OBJECTIVE.
Would you copy only the lines below, beginning with the one that contains "of the blurred" and running through the last entry line?
-- start of RECORDS FOR THIS TASK --
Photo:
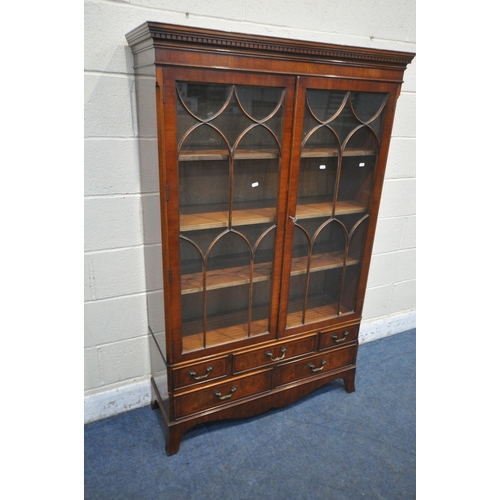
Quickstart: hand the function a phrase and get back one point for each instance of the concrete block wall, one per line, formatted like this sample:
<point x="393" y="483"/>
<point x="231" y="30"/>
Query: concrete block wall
<point x="116" y="346"/>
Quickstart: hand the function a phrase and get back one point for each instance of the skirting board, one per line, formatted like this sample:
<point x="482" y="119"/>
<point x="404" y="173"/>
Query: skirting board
<point x="137" y="394"/>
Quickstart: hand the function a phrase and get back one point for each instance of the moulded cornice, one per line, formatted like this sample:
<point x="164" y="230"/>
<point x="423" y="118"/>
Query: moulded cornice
<point x="171" y="35"/>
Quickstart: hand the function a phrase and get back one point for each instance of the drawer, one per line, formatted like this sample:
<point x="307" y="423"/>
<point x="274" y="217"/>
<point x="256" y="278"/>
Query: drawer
<point x="316" y="365"/>
<point x="207" y="398"/>
<point x="272" y="354"/>
<point x="334" y="338"/>
<point x="199" y="372"/>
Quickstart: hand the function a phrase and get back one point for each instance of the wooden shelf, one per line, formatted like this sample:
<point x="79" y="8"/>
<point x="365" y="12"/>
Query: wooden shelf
<point x="240" y="275"/>
<point x="224" y="329"/>
<point x="320" y="262"/>
<point x="329" y="152"/>
<point x="266" y="154"/>
<point x="318" y="309"/>
<point x="210" y="220"/>
<point x="223" y="278"/>
<point x="220" y="219"/>
<point x="223" y="154"/>
<point x="324" y="209"/>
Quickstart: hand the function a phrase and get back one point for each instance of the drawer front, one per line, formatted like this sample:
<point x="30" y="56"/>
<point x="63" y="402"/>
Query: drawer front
<point x="316" y="365"/>
<point x="271" y="355"/>
<point x="199" y="372"/>
<point x="335" y="338"/>
<point x="220" y="394"/>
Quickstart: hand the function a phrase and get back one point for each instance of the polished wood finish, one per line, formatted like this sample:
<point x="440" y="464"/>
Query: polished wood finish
<point x="271" y="158"/>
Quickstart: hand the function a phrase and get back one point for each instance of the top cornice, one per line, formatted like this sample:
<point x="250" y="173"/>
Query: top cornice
<point x="168" y="35"/>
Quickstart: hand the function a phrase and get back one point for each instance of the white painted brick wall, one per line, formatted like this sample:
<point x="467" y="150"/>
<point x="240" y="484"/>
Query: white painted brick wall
<point x="116" y="347"/>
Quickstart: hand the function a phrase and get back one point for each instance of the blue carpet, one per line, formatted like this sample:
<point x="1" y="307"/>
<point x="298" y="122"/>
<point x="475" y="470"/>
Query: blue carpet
<point x="329" y="445"/>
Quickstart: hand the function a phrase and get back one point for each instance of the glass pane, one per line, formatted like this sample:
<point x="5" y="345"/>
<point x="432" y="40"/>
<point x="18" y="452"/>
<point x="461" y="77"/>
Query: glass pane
<point x="340" y="145"/>
<point x="229" y="141"/>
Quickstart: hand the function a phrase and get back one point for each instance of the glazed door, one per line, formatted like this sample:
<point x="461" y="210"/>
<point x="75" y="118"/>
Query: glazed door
<point x="227" y="204"/>
<point x="337" y="150"/>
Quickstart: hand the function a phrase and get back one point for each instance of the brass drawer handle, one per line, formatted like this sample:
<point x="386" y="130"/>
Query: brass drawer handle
<point x="337" y="340"/>
<point x="311" y="366"/>
<point x="219" y="395"/>
<point x="192" y="373"/>
<point x="270" y="354"/>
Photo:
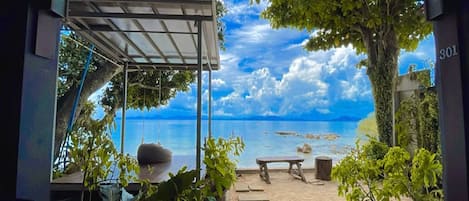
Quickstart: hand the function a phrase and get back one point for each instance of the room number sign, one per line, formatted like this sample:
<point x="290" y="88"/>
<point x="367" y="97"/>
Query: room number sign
<point x="448" y="52"/>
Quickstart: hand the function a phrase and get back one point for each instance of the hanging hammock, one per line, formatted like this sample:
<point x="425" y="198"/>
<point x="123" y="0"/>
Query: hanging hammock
<point x="151" y="153"/>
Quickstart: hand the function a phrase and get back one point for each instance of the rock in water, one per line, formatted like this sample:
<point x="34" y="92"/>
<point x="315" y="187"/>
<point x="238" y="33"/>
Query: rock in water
<point x="306" y="148"/>
<point x="153" y="153"/>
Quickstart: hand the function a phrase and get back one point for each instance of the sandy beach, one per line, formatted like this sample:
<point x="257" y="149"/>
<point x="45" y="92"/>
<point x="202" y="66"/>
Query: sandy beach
<point x="285" y="187"/>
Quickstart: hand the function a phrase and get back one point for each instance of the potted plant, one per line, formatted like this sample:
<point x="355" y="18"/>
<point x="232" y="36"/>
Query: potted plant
<point x="220" y="168"/>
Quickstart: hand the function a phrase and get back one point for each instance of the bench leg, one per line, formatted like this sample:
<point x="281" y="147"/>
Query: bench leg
<point x="264" y="173"/>
<point x="290" y="167"/>
<point x="300" y="172"/>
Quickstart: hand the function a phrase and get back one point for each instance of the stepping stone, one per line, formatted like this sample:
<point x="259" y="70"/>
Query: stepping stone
<point x="253" y="197"/>
<point x="254" y="187"/>
<point x="319" y="183"/>
<point x="241" y="187"/>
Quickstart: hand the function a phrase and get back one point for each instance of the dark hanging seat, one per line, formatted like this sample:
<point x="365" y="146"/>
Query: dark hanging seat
<point x="153" y="153"/>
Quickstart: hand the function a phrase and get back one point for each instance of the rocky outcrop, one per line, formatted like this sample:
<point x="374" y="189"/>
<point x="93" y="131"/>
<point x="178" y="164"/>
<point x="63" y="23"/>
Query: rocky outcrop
<point x="306" y="148"/>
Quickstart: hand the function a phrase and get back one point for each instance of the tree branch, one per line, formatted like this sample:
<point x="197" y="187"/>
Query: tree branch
<point x="150" y="87"/>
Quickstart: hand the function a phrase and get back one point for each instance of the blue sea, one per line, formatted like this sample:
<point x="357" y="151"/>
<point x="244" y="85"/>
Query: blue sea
<point x="260" y="138"/>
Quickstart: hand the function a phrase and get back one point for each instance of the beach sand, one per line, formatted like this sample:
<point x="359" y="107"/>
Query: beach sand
<point x="285" y="187"/>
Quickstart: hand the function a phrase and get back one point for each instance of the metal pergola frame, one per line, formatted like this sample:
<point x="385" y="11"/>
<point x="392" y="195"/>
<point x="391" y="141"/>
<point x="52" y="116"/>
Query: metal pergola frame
<point x="143" y="35"/>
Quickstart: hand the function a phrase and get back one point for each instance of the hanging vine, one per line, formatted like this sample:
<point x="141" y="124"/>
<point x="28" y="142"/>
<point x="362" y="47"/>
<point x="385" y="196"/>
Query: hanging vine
<point x="417" y="116"/>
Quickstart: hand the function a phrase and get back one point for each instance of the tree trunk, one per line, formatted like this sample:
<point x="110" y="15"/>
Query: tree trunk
<point x="382" y="72"/>
<point x="93" y="82"/>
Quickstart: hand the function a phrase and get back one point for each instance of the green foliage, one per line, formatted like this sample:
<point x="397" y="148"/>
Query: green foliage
<point x="179" y="187"/>
<point x="406" y="121"/>
<point x="221" y="11"/>
<point x="93" y="152"/>
<point x="367" y="126"/>
<point x="374" y="149"/>
<point x="343" y="22"/>
<point x="220" y="169"/>
<point x="361" y="176"/>
<point x="417" y="117"/>
<point x="380" y="29"/>
<point x="72" y="58"/>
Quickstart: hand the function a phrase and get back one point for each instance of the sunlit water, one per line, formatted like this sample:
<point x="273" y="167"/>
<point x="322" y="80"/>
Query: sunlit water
<point x="259" y="136"/>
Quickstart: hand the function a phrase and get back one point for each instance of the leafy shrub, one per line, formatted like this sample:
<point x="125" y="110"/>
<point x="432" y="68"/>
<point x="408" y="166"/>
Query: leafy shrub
<point x="220" y="169"/>
<point x="362" y="177"/>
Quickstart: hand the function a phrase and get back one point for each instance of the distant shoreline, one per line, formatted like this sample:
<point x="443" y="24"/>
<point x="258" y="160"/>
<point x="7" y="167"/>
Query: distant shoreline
<point x="240" y="119"/>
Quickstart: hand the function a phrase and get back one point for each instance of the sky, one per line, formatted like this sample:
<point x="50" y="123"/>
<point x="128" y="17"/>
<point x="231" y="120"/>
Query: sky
<point x="267" y="73"/>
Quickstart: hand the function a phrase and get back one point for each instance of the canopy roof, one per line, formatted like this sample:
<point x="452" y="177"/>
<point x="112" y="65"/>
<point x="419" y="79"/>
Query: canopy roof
<point x="149" y="34"/>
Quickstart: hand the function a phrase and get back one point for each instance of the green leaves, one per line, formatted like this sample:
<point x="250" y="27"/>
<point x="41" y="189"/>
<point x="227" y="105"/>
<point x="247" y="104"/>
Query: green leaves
<point x="220" y="169"/>
<point x="362" y="176"/>
<point x="94" y="153"/>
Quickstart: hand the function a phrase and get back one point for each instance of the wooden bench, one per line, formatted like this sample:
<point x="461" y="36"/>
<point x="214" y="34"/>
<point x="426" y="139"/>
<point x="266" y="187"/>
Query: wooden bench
<point x="292" y="160"/>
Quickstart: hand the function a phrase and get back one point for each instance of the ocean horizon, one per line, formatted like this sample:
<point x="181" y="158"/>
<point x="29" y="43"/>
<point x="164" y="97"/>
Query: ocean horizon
<point x="260" y="137"/>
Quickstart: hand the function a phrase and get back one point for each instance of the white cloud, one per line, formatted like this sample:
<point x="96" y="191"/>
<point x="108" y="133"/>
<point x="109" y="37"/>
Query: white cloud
<point x="308" y="84"/>
<point x="218" y="83"/>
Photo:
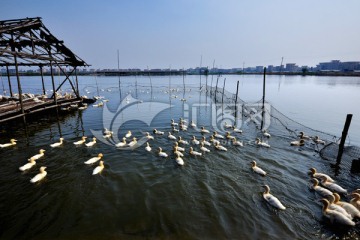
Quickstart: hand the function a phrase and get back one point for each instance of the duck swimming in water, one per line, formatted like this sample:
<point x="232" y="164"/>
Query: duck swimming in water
<point x="300" y="142"/>
<point x="332" y="186"/>
<point x="12" y="143"/>
<point x="272" y="200"/>
<point x="92" y="143"/>
<point x="334" y="216"/>
<point x="303" y="136"/>
<point x="39" y="176"/>
<point x="172" y="137"/>
<point x="83" y="139"/>
<point x="29" y="165"/>
<point x="94" y="159"/>
<point x="122" y="143"/>
<point x="179" y="160"/>
<point x="99" y="168"/>
<point x="161" y="153"/>
<point x="315" y="174"/>
<point x="320" y="190"/>
<point x="194" y="153"/>
<point x="57" y="144"/>
<point x="257" y="169"/>
<point x="148" y="148"/>
<point x="39" y="155"/>
<point x="260" y="143"/>
<point x="351" y="209"/>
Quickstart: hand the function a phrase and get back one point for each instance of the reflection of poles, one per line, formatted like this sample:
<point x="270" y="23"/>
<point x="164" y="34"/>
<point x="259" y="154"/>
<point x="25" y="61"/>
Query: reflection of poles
<point x="263" y="106"/>
<point x="237" y="91"/>
<point x="212" y="75"/>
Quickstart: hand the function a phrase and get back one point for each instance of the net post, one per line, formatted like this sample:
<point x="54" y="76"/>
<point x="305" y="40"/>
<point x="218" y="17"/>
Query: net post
<point x="343" y="138"/>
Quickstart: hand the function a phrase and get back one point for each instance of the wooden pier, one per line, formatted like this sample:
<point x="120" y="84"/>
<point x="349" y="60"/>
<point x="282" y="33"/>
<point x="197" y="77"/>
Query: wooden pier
<point x="28" y="43"/>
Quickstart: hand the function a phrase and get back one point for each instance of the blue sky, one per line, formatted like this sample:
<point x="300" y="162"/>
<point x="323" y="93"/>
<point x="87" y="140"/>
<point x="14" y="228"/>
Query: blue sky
<point x="176" y="33"/>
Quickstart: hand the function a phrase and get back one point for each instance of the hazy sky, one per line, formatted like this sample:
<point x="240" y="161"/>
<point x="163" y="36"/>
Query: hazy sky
<point x="176" y="33"/>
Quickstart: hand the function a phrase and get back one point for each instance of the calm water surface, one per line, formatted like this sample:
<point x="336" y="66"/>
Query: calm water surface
<point x="140" y="195"/>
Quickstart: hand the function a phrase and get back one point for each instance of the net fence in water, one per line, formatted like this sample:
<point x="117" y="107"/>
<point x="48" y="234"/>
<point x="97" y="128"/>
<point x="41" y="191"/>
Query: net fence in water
<point x="288" y="128"/>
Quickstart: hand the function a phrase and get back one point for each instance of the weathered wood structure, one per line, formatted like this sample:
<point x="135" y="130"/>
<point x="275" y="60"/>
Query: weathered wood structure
<point x="27" y="42"/>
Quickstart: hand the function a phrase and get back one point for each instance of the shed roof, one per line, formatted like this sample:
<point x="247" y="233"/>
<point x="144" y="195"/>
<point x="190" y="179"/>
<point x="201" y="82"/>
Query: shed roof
<point x="33" y="45"/>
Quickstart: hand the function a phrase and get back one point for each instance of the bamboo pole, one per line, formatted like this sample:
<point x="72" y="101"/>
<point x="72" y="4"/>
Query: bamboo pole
<point x="343" y="138"/>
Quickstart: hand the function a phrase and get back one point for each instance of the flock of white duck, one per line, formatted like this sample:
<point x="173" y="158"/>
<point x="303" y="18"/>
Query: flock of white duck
<point x="335" y="210"/>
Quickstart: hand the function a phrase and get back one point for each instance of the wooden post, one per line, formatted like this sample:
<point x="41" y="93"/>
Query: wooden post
<point x="42" y="80"/>
<point x="19" y="87"/>
<point x="222" y="98"/>
<point x="53" y="84"/>
<point x="77" y="84"/>
<point x="8" y="73"/>
<point x="237" y="91"/>
<point x="263" y="106"/>
<point x="343" y="138"/>
<point x="217" y="81"/>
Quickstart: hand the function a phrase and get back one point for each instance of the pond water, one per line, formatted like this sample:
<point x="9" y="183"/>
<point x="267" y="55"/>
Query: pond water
<point x="141" y="195"/>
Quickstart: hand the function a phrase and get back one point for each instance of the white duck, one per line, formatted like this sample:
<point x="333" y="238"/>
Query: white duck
<point x="219" y="147"/>
<point x="272" y="200"/>
<point x="148" y="148"/>
<point x="148" y="136"/>
<point x="123" y="143"/>
<point x="172" y="137"/>
<point x="176" y="151"/>
<point x="173" y="123"/>
<point x="257" y="170"/>
<point x="332" y="186"/>
<point x="83" y="139"/>
<point x="303" y="136"/>
<point x="317" y="140"/>
<point x="235" y="129"/>
<point x="335" y="216"/>
<point x="228" y="136"/>
<point x="161" y="153"/>
<point x="183" y="141"/>
<point x="90" y="144"/>
<point x="300" y="142"/>
<point x="57" y="144"/>
<point x="216" y="135"/>
<point x="260" y="143"/>
<point x="128" y="134"/>
<point x="12" y="143"/>
<point x="266" y="134"/>
<point x="39" y="155"/>
<point x="181" y="149"/>
<point x="158" y="132"/>
<point x="320" y="190"/>
<point x="203" y="130"/>
<point x="335" y="207"/>
<point x="213" y="140"/>
<point x="174" y="129"/>
<point x="203" y="148"/>
<point x="179" y="160"/>
<point x="39" y="176"/>
<point x="99" y="168"/>
<point x="226" y="125"/>
<point x="194" y="153"/>
<point x="237" y="143"/>
<point x="94" y="159"/>
<point x="133" y="142"/>
<point x="203" y="140"/>
<point x="195" y="141"/>
<point x="355" y="201"/>
<point x="315" y="174"/>
<point x="29" y="165"/>
<point x="351" y="209"/>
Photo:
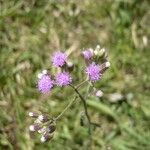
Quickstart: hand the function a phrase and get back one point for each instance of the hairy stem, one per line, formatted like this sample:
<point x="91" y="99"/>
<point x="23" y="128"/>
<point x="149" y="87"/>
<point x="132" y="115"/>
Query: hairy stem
<point x="85" y="106"/>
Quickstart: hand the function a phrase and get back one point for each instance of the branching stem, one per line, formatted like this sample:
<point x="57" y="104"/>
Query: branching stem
<point x="66" y="108"/>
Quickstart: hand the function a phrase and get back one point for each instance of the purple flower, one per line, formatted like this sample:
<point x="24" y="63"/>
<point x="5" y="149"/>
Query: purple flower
<point x="59" y="59"/>
<point x="88" y="54"/>
<point x="45" y="83"/>
<point x="94" y="72"/>
<point x="63" y="79"/>
<point x="99" y="93"/>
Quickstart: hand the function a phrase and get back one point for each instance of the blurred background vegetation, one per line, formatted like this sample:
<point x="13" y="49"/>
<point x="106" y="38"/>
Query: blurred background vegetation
<point x="30" y="30"/>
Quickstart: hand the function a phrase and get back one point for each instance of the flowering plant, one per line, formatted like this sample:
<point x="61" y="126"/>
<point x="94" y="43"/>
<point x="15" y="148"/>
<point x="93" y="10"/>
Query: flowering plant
<point x="94" y="71"/>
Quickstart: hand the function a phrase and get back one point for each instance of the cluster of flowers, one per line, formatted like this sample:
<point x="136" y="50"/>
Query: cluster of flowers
<point x="43" y="125"/>
<point x="59" y="59"/>
<point x="93" y="70"/>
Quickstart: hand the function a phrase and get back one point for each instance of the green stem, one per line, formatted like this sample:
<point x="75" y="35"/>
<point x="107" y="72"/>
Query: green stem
<point x="85" y="106"/>
<point x="66" y="108"/>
-- end of RECORDS FOR THIS TASK --
EXERCISE ANSWER.
Quickstart: hand the function a phrase and get back one point for each instance of the blurred background vegetation, one per line, formatted like this sample:
<point x="13" y="49"/>
<point x="106" y="38"/>
Query: blurred background vegetation
<point x="30" y="30"/>
Quickstart: hand the function a phrase and get back one point for each instance of the flowering plant, one per line, formatted like this sample:
<point x="61" y="126"/>
<point x="94" y="43"/>
<point x="15" y="148"/>
<point x="93" y="10"/>
Query: flowering plant
<point x="94" y="71"/>
Quickstart: hand the function a phrase and get back one point for each instance of the cluster of flowers, one per line, formatted like this sample:
<point x="136" y="50"/>
Query: cluster of flowers
<point x="43" y="125"/>
<point x="59" y="59"/>
<point x="93" y="70"/>
Quickstart: hand the function a phrase and get back one point for each instance of the green stem, one per line, formatted like this sample:
<point x="75" y="35"/>
<point x="107" y="72"/>
Query: green stem
<point x="85" y="106"/>
<point x="66" y="108"/>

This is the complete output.